# Exercise aim
Please list, copying each one in full, every line in the rows below that contains the word "processor". Case counts.

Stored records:
=======

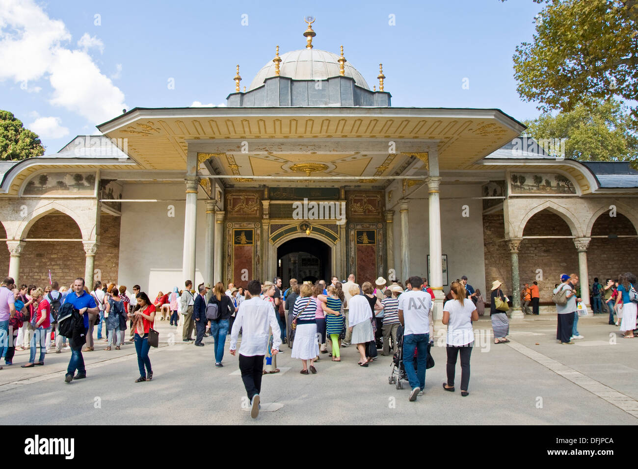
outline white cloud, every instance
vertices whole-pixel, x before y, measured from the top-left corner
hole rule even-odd
[[[98,39],[97,36],[94,36],[91,37],[88,33],[85,33],[80,38],[80,40],[78,41],[78,45],[82,48],[82,50],[85,52],[87,52],[89,49],[93,47],[100,50],[100,53],[102,54],[104,52],[104,43],[102,42],[101,40]]]
[[[115,73],[109,75],[111,80],[117,80],[122,76],[122,64],[115,64]]]
[[[60,138],[69,135],[69,130],[62,126],[62,119],[59,117],[38,117],[27,128],[41,138]]]
[[[209,103],[208,104],[202,104],[199,101],[193,101],[193,104],[191,104],[189,107],[226,107],[225,103],[221,103],[215,105],[212,103]]]
[[[98,124],[128,108],[124,93],[103,75],[88,50],[103,48],[96,38],[85,34],[82,49],[65,45],[71,34],[33,0],[0,0],[0,80],[27,83],[48,78],[53,94],[50,103]],[[26,59],[28,57],[27,59]],[[39,91],[39,87],[26,87]],[[22,86],[20,87],[24,89]]]

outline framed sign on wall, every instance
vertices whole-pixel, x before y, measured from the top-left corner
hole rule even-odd
[[[449,282],[447,280],[447,255],[443,254],[441,257],[441,264],[443,264],[443,286],[447,287]],[[430,279],[432,274],[430,272],[430,255],[427,255],[427,285],[431,285]]]

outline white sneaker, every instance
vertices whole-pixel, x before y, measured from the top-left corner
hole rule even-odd
[[[252,408],[250,410],[250,416],[253,419],[256,419],[259,415],[259,394],[253,396],[253,401],[251,403]]]

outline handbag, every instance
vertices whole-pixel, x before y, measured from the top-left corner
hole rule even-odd
[[[501,290],[499,290],[496,293],[496,296],[494,299],[494,306],[496,306],[496,309],[498,311],[508,311],[510,306],[507,304],[507,301],[503,301],[501,298],[501,294],[502,294]]]
[[[308,304],[310,304],[310,301],[311,300],[312,300],[312,298],[311,298],[310,299],[309,299],[308,300],[308,302],[307,302],[306,304],[306,306],[304,306],[304,309],[302,309],[301,311],[298,315],[297,315],[297,316],[295,316],[293,318],[292,322],[290,323],[290,330],[291,331],[294,331],[295,329],[297,329],[297,318],[298,317],[299,317],[299,315],[300,315],[302,313],[303,313],[304,311],[306,311],[306,308],[308,307]]]
[[[153,323],[154,325],[155,323]],[[154,329],[152,327],[149,327],[149,345],[155,348],[160,345],[160,332]]]

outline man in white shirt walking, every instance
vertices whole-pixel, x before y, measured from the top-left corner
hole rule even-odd
[[[412,388],[410,400],[423,395],[426,387],[426,364],[430,329],[428,314],[432,309],[432,297],[421,290],[423,280],[416,276],[408,280],[412,289],[399,297],[399,320],[403,331],[403,366]],[[417,350],[417,369],[414,369],[414,350]]]
[[[279,352],[281,339],[279,323],[275,310],[271,303],[259,297],[262,284],[259,280],[248,282],[251,299],[245,300],[239,306],[237,317],[230,333],[230,354],[237,352],[239,329],[242,329],[239,348],[239,369],[244,387],[250,399],[250,416],[256,418],[259,414],[259,394],[262,391],[262,376],[263,374],[263,357],[268,349],[270,336],[269,327],[272,329],[272,355]]]

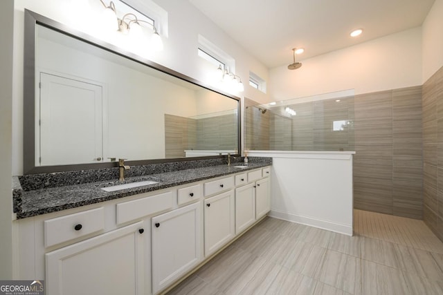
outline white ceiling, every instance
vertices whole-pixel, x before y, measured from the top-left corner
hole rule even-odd
[[[189,0],[269,68],[421,26],[434,1]]]

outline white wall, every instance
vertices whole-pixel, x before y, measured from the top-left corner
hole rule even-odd
[[[14,0],[0,9],[0,280],[12,278],[11,133],[12,102],[12,23]]]
[[[353,153],[250,151],[272,157],[269,216],[352,236]]]
[[[271,97],[285,100],[347,89],[361,94],[422,84],[422,33],[415,28],[271,69]]]
[[[422,28],[424,84],[443,66],[443,0],[435,0]]]
[[[98,0],[90,0],[96,3]],[[128,0],[127,2],[141,0]],[[14,23],[14,97],[12,123],[12,175],[22,173],[23,145],[23,28],[24,8],[35,11],[57,21],[81,29],[85,19],[77,17],[81,14],[73,10],[73,0],[16,0],[15,1]],[[142,1],[143,2],[143,1]],[[267,102],[269,95],[257,92],[248,86],[249,70],[264,79],[268,79],[268,70],[253,57],[248,54],[223,30],[207,19],[188,1],[155,0],[168,14],[169,33],[163,37],[165,49],[152,56],[152,60],[187,75],[194,79],[208,84],[213,66],[197,56],[198,35],[203,35],[217,44],[236,60],[236,74],[244,85],[244,96],[255,100]],[[215,70],[215,69],[214,69]]]

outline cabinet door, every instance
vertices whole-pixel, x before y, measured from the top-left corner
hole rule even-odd
[[[259,219],[271,210],[269,178],[255,182],[255,218]]]
[[[46,254],[46,294],[144,294],[142,225]]]
[[[255,192],[253,183],[235,189],[235,234],[255,221]]]
[[[201,206],[198,202],[152,218],[154,294],[201,261]]]
[[[205,256],[208,256],[235,235],[234,191],[204,201]]]

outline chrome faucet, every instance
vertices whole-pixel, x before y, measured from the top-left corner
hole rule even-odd
[[[125,160],[126,159],[118,159],[118,180],[125,180],[125,171],[129,170],[131,167],[129,166],[125,165]]]

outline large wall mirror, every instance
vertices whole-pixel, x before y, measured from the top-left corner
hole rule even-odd
[[[239,151],[238,98],[25,11],[24,173]]]

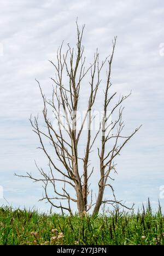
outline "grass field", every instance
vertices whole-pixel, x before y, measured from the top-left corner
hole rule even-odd
[[[1,207],[0,244],[164,245],[164,216],[150,206],[136,214],[95,218]]]

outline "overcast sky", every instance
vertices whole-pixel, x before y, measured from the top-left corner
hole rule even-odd
[[[42,111],[35,78],[50,95],[49,77],[54,70],[48,60],[55,60],[63,40],[75,44],[78,16],[79,26],[86,25],[83,44],[89,62],[97,48],[101,58],[108,55],[112,40],[118,36],[112,83],[122,94],[132,90],[125,104],[127,132],[143,124],[118,160],[115,193],[127,204],[134,202],[136,208],[148,197],[155,208],[158,198],[163,208],[164,198],[160,197],[164,185],[163,1],[0,3],[0,185],[5,200],[14,207],[36,206],[42,211],[49,208],[38,202],[42,191],[39,185],[14,173],[36,173],[34,160],[46,166],[28,121],[31,113]],[[1,204],[6,204],[5,200],[0,199]]]

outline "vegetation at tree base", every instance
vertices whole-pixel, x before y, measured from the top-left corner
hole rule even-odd
[[[95,217],[0,208],[0,244],[164,245],[164,216],[143,207]]]

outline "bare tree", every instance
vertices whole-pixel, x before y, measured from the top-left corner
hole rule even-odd
[[[114,105],[112,104],[116,95],[116,92],[112,93],[110,91],[111,67],[116,37],[112,42],[111,55],[100,62],[99,54],[97,50],[93,63],[86,68],[86,60],[84,57],[84,47],[81,44],[84,26],[83,26],[80,31],[77,22],[76,49],[71,48],[68,43],[67,50],[63,54],[62,43],[57,50],[57,63],[50,61],[55,70],[55,78],[51,78],[54,84],[51,100],[46,99],[39,82],[37,81],[44,103],[43,114],[46,129],[43,130],[39,128],[38,117],[35,117],[34,120],[31,118],[30,122],[33,130],[39,139],[39,148],[43,150],[48,159],[49,171],[44,171],[36,164],[41,175],[39,178],[33,177],[30,173],[27,173],[26,175],[18,176],[29,178],[36,182],[42,182],[44,192],[40,200],[46,200],[54,207],[61,208],[62,211],[67,210],[72,214],[72,203],[75,203],[80,214],[85,213],[93,208],[92,214],[94,215],[98,213],[102,204],[107,203],[112,204],[114,207],[120,204],[131,209],[131,207],[124,206],[121,201],[116,200],[113,186],[109,183],[109,180],[113,179],[111,177],[112,171],[116,172],[114,160],[120,155],[123,147],[140,127],[136,128],[130,135],[122,135],[124,123],[122,121],[124,109],[122,103],[131,93],[127,96],[120,97]],[[107,77],[104,78],[103,76],[102,78],[105,82],[103,95],[102,93],[102,98],[103,97],[103,116],[98,129],[93,133],[91,128],[92,123],[95,117],[93,107],[97,99],[97,92],[101,88],[102,79],[101,76],[105,66],[107,66]],[[90,88],[87,95],[88,103],[80,127],[78,129],[77,111],[80,106],[79,96],[81,88],[84,86],[83,83],[86,83],[84,82],[86,77],[90,78],[87,85]],[[83,96],[83,95],[80,94],[80,96]],[[50,109],[52,111],[55,117],[57,129],[56,126],[53,125],[52,120],[48,117]],[[109,112],[108,110],[110,111]],[[118,115],[116,121],[109,121],[115,112]],[[86,144],[84,145],[83,143],[85,150],[81,156],[79,153],[79,140],[81,138],[83,139],[84,135],[82,133],[86,122]],[[49,147],[45,143],[45,139],[52,146],[54,151],[52,154],[49,153]],[[100,145],[97,148],[95,145],[97,140],[100,141]],[[90,163],[93,151],[94,154],[96,152],[97,154],[99,162],[96,170],[94,169],[94,166],[91,167]],[[56,158],[59,160],[59,166]],[[97,184],[98,194],[95,201],[89,183],[93,173],[99,177]],[[93,179],[91,180],[92,184]],[[52,196],[49,196],[49,193],[51,192],[51,190],[49,190],[49,185],[52,186],[54,195]],[[104,199],[106,187],[110,190],[111,198]],[[72,192],[72,191],[74,192]],[[65,201],[66,203],[63,204],[63,201]],[[60,202],[58,204],[57,201]]]

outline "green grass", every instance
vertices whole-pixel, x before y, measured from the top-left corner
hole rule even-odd
[[[0,244],[40,244],[164,245],[164,216],[150,206],[136,214],[116,211],[95,218],[0,208]]]

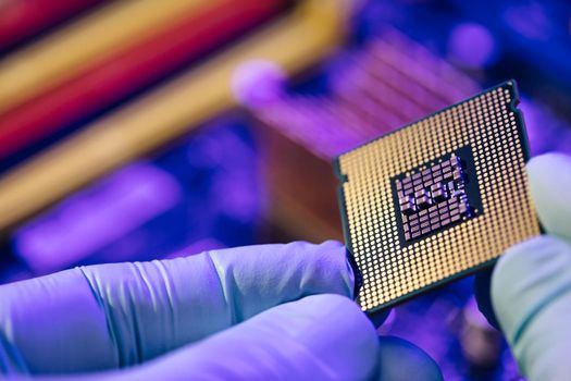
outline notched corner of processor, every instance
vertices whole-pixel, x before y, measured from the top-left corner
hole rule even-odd
[[[437,111],[433,113],[432,115],[429,115],[420,120],[417,123],[409,124],[397,131],[394,131],[390,134],[399,134],[399,133],[402,133],[402,131],[407,127],[410,127],[412,125],[418,125],[418,123],[426,123],[429,119],[437,118],[438,113],[454,112],[454,108],[459,107],[462,103],[472,101],[473,99],[476,99],[477,97],[481,97],[482,95],[486,95],[492,91],[497,93],[497,89],[502,89],[502,91],[509,93],[508,99],[504,98],[505,100],[501,101],[496,96],[494,96],[493,100],[491,98],[487,98],[488,99],[487,101],[494,101],[494,103],[496,105],[496,109],[498,109],[499,107],[499,108],[502,108],[504,110],[509,110],[509,112],[516,118],[516,122],[514,122],[516,124],[513,124],[516,134],[513,135],[512,133],[511,136],[513,136],[512,138],[516,139],[513,142],[519,142],[519,145],[521,147],[519,152],[522,155],[520,156],[520,158],[523,158],[524,161],[527,161],[529,144],[527,144],[527,137],[525,134],[523,115],[521,111],[517,109],[517,106],[519,103],[519,94],[517,89],[517,82],[514,79],[506,81],[497,86],[494,86],[489,89],[486,89],[480,93],[479,95],[468,98],[459,103],[452,105],[444,110]],[[475,111],[471,110],[470,112],[475,112]],[[486,112],[499,112],[499,111],[486,111]],[[480,120],[482,118],[480,118]],[[504,122],[504,123],[508,123],[508,122]],[[486,126],[487,125],[489,124],[486,124]],[[480,134],[481,128],[484,128],[484,126],[482,124],[472,123],[471,128],[473,128],[473,131]],[[502,130],[500,130],[499,132],[501,131]],[[378,145],[377,142],[384,138],[385,136],[386,135],[377,137],[376,139],[368,142],[357,148],[353,148],[350,151],[355,151],[356,149],[372,149],[371,148],[372,145],[373,144]],[[495,135],[489,135],[489,136],[496,136],[496,138],[494,139],[499,142],[499,138],[497,137],[498,136],[497,133]],[[386,184],[388,188],[385,187],[386,190],[383,190],[385,192],[384,197],[385,197],[386,202],[382,208],[384,209],[388,208],[389,209],[389,210],[387,209],[388,212],[390,214],[394,213],[395,216],[394,222],[396,223],[396,226],[395,226],[396,235],[394,235],[393,239],[396,239],[394,241],[394,244],[397,245],[397,249],[392,249],[392,251],[395,251],[397,256],[398,256],[399,249],[404,249],[409,246],[414,247],[417,243],[429,238],[431,235],[445,233],[445,231],[451,228],[455,228],[458,224],[462,224],[466,221],[470,221],[470,220],[476,220],[481,216],[483,217],[489,212],[489,210],[484,210],[484,209],[487,209],[489,206],[487,206],[486,204],[486,208],[484,208],[484,204],[482,201],[482,196],[484,194],[481,194],[481,192],[483,190],[480,188],[481,179],[479,177],[479,174],[476,173],[476,170],[474,167],[474,155],[475,155],[474,149],[477,149],[477,147],[481,147],[479,146],[480,143],[474,143],[475,140],[462,140],[462,142],[463,142],[462,145],[457,144],[455,146],[451,146],[450,150],[444,151],[445,153],[442,153],[440,151],[439,153],[440,156],[432,157],[427,161],[426,160],[422,160],[420,162],[417,161],[417,164],[413,168],[409,168],[406,172],[399,172],[399,171],[390,172],[389,171],[390,173],[384,174],[386,176],[385,179],[387,180]],[[480,151],[479,155],[482,155],[482,149],[479,149],[479,151]],[[348,152],[345,152],[345,153],[348,153]],[[347,182],[351,180],[349,179],[350,176],[356,175],[351,169],[355,165],[359,164],[358,163],[359,160],[357,160],[357,162],[353,160],[351,163],[349,162],[345,163],[347,164],[344,167],[346,173],[342,173],[340,162],[342,162],[342,157],[345,153],[340,155],[334,160],[334,167],[335,167],[335,173],[339,181],[338,200],[339,200],[339,207],[342,211],[342,221],[343,221],[344,236],[345,236],[345,243],[346,243],[346,248],[347,248],[347,256],[348,256],[348,260],[351,263],[352,269],[356,272],[356,278],[358,279],[359,274],[362,271],[361,276],[367,279],[367,274],[368,274],[367,271],[368,269],[370,269],[370,266],[367,265],[365,268],[361,270],[361,266],[363,266],[363,263],[361,263],[362,253],[360,253],[360,250],[362,249],[362,247],[361,246],[353,247],[352,245],[352,239],[351,239],[352,237],[349,234],[349,221],[347,217],[348,209],[351,209],[352,207],[351,207],[351,202],[345,199],[345,196],[347,196],[345,194],[346,187],[348,186]],[[458,172],[458,174],[456,172]],[[352,195],[351,196],[352,198],[358,196],[358,194],[356,196],[353,193],[351,193],[351,195]],[[473,224],[473,222],[471,224]],[[466,228],[463,229],[466,230]],[[535,228],[530,225],[530,226],[526,226],[525,229],[529,229],[529,231],[532,231]],[[432,239],[434,241],[434,238]],[[372,247],[371,249],[373,248],[374,247]],[[430,283],[423,283],[422,285],[419,284],[417,288],[409,287],[408,292],[397,294],[397,295],[392,295],[390,296],[392,298],[384,297],[384,300],[381,300],[380,296],[375,295],[373,291],[371,290],[367,291],[368,286],[367,286],[365,279],[361,280],[361,283],[364,282],[362,283],[361,288],[359,288],[359,281],[357,281],[356,282],[357,302],[359,303],[359,305],[361,305],[361,307],[363,308],[363,311],[372,320],[375,320],[375,317],[377,317],[378,315],[382,316],[389,308],[395,307],[406,300],[409,300],[421,294],[432,292],[435,288],[439,288],[448,284],[451,281],[459,280],[461,278],[468,276],[477,271],[492,267],[496,262],[496,260],[499,258],[499,256],[500,255],[497,255],[495,257],[487,256],[487,260],[485,258],[482,258],[477,262],[473,261],[471,267],[468,267],[468,268],[464,267],[463,270],[460,270],[460,269],[455,270],[456,272],[448,272],[447,275],[443,274],[444,278],[439,278],[439,279],[433,278],[432,282]],[[370,272],[369,272],[369,276],[371,276]],[[364,302],[361,298],[361,294],[363,293],[363,290],[365,290],[364,293],[365,295],[368,295]],[[374,305],[375,298],[377,298],[378,300],[378,304],[376,305]]]

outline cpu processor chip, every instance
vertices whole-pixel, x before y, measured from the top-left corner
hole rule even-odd
[[[335,160],[357,302],[373,314],[539,234],[514,81]]]

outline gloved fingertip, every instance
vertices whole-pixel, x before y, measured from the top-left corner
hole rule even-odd
[[[496,330],[500,330],[496,314],[492,306],[491,283],[494,268],[482,270],[474,276],[474,296],[477,309],[485,316],[487,322]]]
[[[535,314],[571,282],[571,246],[542,235],[512,246],[498,260],[492,275],[494,310],[513,344]]]
[[[440,381],[440,368],[424,351],[395,336],[378,337],[378,368],[376,380]]]

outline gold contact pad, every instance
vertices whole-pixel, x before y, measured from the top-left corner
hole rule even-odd
[[[508,82],[338,158],[347,179],[342,184],[345,229],[362,276],[357,302],[363,310],[473,271],[539,234],[519,135],[523,126],[511,107],[513,86]],[[473,151],[483,212],[401,247],[390,179],[462,146]]]

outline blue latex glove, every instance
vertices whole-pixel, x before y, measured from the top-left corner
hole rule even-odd
[[[0,286],[0,371],[74,379],[442,379],[411,344],[378,340],[349,299],[352,287],[345,248],[335,242],[76,268]]]
[[[485,293],[479,295],[479,304],[492,323],[499,323],[529,380],[569,380],[571,158],[536,157],[527,173],[546,234],[516,245],[498,260],[491,276],[492,305]]]

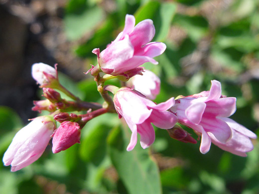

=======

# Result below
outline notched corner of processor, every instance
outline cpu processor chip, every instance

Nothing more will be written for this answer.